Turn every line of the records below into a numbered list and leave out any blank lines.

○ ○ ○ ○ ○

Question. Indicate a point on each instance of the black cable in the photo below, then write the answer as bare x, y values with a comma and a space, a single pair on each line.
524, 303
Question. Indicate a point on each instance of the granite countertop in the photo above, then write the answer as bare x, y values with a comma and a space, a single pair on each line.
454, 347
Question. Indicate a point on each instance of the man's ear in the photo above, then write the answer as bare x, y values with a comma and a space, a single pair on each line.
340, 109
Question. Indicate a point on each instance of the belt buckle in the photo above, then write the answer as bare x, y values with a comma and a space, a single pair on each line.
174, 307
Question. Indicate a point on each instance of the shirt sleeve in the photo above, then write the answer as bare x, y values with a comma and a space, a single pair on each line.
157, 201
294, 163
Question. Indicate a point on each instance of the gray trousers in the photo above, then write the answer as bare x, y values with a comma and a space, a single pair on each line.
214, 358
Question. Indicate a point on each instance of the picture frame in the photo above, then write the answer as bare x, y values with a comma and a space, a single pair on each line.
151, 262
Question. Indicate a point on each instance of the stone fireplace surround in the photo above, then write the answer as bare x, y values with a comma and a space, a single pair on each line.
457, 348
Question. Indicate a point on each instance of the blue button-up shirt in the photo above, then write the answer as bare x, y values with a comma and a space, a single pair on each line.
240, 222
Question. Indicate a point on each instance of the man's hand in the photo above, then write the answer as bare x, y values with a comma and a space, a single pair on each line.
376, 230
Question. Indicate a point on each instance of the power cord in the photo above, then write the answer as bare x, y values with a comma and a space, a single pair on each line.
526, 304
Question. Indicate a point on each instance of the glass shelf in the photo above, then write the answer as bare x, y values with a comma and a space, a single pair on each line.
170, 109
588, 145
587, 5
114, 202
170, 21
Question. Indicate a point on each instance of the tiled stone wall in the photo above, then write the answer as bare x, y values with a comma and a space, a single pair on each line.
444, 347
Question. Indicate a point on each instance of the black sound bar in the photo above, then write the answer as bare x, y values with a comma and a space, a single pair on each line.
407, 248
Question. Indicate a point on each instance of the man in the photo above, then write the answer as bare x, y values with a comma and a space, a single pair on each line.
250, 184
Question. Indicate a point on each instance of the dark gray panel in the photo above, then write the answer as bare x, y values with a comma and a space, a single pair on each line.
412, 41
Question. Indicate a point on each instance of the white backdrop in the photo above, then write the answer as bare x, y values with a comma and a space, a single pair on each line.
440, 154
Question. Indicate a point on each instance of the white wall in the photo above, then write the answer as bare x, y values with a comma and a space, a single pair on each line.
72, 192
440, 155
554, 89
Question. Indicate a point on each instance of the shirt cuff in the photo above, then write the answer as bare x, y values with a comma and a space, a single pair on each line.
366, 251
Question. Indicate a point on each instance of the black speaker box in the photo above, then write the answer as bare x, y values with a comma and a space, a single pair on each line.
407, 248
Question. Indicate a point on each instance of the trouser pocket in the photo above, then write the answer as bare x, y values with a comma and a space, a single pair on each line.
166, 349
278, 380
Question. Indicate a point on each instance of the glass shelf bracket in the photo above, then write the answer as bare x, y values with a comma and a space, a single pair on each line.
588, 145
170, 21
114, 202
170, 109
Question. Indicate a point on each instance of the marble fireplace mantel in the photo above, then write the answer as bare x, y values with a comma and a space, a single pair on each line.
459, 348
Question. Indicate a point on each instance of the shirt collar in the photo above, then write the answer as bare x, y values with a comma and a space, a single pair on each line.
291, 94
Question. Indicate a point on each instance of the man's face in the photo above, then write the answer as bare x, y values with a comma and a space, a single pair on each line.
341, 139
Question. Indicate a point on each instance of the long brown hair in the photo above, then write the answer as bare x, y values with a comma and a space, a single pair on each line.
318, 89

○ ○ ○ ○ ○

FINAL RESULT.
1. Question. Indicate a point on each instance of the black cable in the photo below, then write the answer as bare x, y values with a comma and a space, a single pair on each line.
2. 524, 303
3. Question. Indicate a point on each instance of the granite countertop in the photo above, then write the answer as bare x, y values with a comma and a space, a single pair on each line.
4. 454, 347
5. Question. Indicate a point on each instance of the man's ear in the photo above, then write the answer as bare x, y values with a comma and a space, a single pair on each line.
6. 340, 109
7. Question. Indicate a point on each instance of the belt buckle in the photo above, then write the answer as bare x, y values with a comma and a space, a single pair on each line.
8. 174, 307
9. Question. Indicate a point on each instance of the shirt sleeve in the photo above, then write the answer as bare x, y values with a comma and a space, a single pair on each line.
10. 157, 201
11. 294, 163
12. Question. Indicate a point on each instance of the gray trousers in the photo above, then write the answer as bare x, y values with a comma and a space, a single pair on each line.
13. 214, 358
14. Question. Indicate a point on each instance of the picture frame in the photo above, then write the answer as bare x, y values with a comma and a space, a single pair on each line.
15. 151, 262
16. Question. Indicate a point on each instance of the stone fireplace surround in the photo above, then write the answer as bare x, y values with a comma and a space, a single pair on each line.
17. 457, 348
18. Question. Indicate a point on each instance of the blue button-up shirt in the photo above, then write the answer as bare x, y values with a comma and a space, a single pair on each line.
19. 240, 222
20. Question. Indicate a point on each instance of the man's hand in the photo above, then write the answer as bare x, y values with a comma and a space, a single pair on each line.
21. 376, 230
22. Question. Indicate a point on each instance of the power cord in the photo above, then write the answer as bare x, y values with a comma and a space, a single pair on each line.
23. 526, 304
24. Question. Indicate a point on each instance of the glass shelf in the photo above, then write the answer as bare x, y values with a comma and a space, a single pair on each line.
25. 170, 109
26. 588, 145
27. 587, 5
28. 114, 202
29. 170, 21
30. Question. Indicate a point on each instance of the tiled stone wall in the photo above, then write the answer as bare x, y values with a comma and a space, a single pair on each line.
31. 444, 347
32. Question. Indicate a point on each instance of the black sound bar in the photo above, then write the answer as bare x, y values with a comma and a space, a single pair on each line.
33. 407, 248
34. Question. Indicate a point on each instance of the man in the photo above, then write the answer as bare x, y values with a comma and a space, a single pair on each line.
35. 250, 184
36. Question. Indicate a point on each instance of the dark gray panel in the photo above, then write the answer as bare x, y values with a comma and a space, a single pair on each line.
37. 412, 41
38. Question. Indicate a point on each instance of the white backdrop in the photo above, then write the answer as bare x, y values with a comma and a space, a single pair on each line.
39. 440, 154
40. Question. Indicate a point on each instance of the white wall in the photo above, then write the answer as bare x, y values with a comma and a space, a single pair on each line.
41. 72, 192
42. 440, 155
43. 554, 89
44. Question. Indicate a point on each instance of the shirt cuff in the photo above, then write the answer as bare x, y values with a comma and a space, a single pair on each line.
45. 366, 251
46. Question. Indicate a point on each instance of the black speaker box in the photo above, then write the answer as bare x, y values with a comma and a space, a single pair on each line.
47. 407, 248
48. Question. Indicate a point on each instance of the trouser pocket in the photo above, then write the answer as bare x, y values with a comma and a space, a single pair on each line.
49. 166, 349
50. 278, 380
51. Question. Indicate a point on each instance of the glass shelf bracket in the photo above, then write the answer as bare x, y values with a comma and a space, a single pair on each line.
52. 588, 145
53. 170, 21
54. 114, 202
55. 170, 109
56. Question. Indicate a point on each instance of the marble fireplace mantel in the photo above, then write the answer as bare x, y values with a comma and a space, a single pair on each line.
57. 459, 348
58. Question. Indicate a point on each instance of the shirt collar in the photo above, then write the answer as bare x, y values with a comma and a space, a single pair on each line.
59. 291, 94
60. Question. Indicate a point on each instance of the man's face in the photo above, then write the answer as bare x, y values with a comma and a space, a single pair on each line.
61. 341, 139
62. Question. Indicate a point on each instance of the long brown hair in the photo above, then write the answer as bare x, y values with a comma and a space, a single pair on each line.
63. 318, 89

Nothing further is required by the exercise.